● **What to do**
1. In the passage about Canela, how many cats does the ASPCA say enter animal shelters nationwide each year?
2. Reproduce the passage about Canela verbatim between "My relationship with" and "care of her.", inclusive.

● **Text under study**
============================================================
When I think about my journey of growth, I often compare it to Canela’s. There are times when I’m incredibly frustrated with myself about my lack of mental progress. But then, I look at Canela and am reminded that progress happens in gradual, incremental steps. She has shown me how to embrace small wins and how to stay consistent with routine. Growth can happen. It just takes time. I need to be patient with myself, just as I am with my cat child. Every day, she reminds me to stay curious and adaptable to new challenges. Moreover, in her own charming way, she’s highlighted the value of having a support system, much like how Canela relied on my love and guidance. You can’t evolve alone- surrounding oneself with a supportive network can make a significant difference.

My relationship with Canela goes beyond companionship and love; it’s a source of wisdom and inspiration. She has become my source of structure and motivation (I say that I work hard to give my cat a good life). Watching her overcome fears and obstacles has inspired me to face my own problems with a similar spirit. Canela’s presence in my life is a beautiful reminder of the healing power of the human and animal bond. I wonder if she knows how much she takes care of me as much as I take care of her.

And remember, dear reader: adopt, not shop. According to The American Society for the Prevention of Cruelty to Animals (ASPCA), about 3.4 million cats enter animal shelters nationwide every year. 1.4 million of these cats are euthanized. If you have room in your heart and your home, please consider adopting a new family member/emotional support animal/best friend today.
============================================================
● **Dataset content**
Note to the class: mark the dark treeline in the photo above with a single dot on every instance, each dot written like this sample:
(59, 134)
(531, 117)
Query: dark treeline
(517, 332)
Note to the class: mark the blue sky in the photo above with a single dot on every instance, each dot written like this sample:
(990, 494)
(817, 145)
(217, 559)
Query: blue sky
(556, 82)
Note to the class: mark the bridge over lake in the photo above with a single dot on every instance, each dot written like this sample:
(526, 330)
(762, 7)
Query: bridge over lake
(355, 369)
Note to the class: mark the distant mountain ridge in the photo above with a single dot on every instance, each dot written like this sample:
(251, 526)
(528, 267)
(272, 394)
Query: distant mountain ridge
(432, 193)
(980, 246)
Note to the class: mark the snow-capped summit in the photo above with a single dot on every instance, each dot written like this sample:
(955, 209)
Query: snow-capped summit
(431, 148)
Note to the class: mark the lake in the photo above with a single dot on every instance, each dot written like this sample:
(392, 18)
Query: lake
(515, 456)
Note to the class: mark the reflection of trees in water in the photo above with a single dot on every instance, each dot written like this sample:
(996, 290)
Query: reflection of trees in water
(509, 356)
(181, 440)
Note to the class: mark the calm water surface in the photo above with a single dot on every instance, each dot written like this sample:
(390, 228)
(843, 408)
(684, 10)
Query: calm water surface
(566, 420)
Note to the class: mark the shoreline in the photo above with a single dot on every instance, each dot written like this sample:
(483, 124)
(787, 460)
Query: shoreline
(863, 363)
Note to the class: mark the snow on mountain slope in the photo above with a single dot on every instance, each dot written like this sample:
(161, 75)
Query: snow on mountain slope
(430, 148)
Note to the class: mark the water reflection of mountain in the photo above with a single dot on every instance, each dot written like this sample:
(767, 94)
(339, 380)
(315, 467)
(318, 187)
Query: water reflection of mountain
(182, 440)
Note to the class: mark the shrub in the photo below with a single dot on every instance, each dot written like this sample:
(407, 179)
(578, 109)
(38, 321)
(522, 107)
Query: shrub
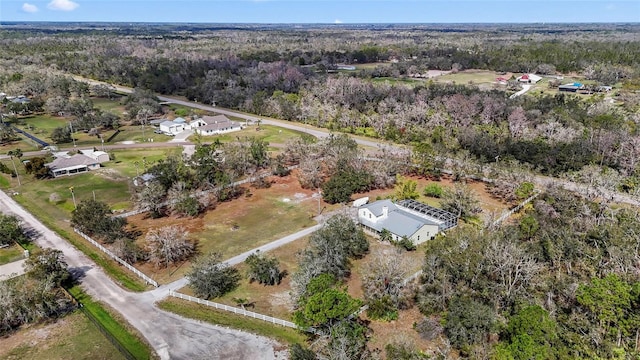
============================================================
● **Answer list**
1. About 3.4 million cats enter animal shelters nationwide every year.

2.
My relationship with Canela goes beyond companionship and love; it’s a source of wisdom and inspiration. She has become my source of structure and motivation (I say that I work hard to give my cat a good life). Watching her overcome fears and obstacles has inspired me to face my own problems with a similar spirit. Canela’s presence in my life is a beautiful reminder of the healing power of the human and animal bond. I wonder if she knows how much she takes care of me as much as I take care of her.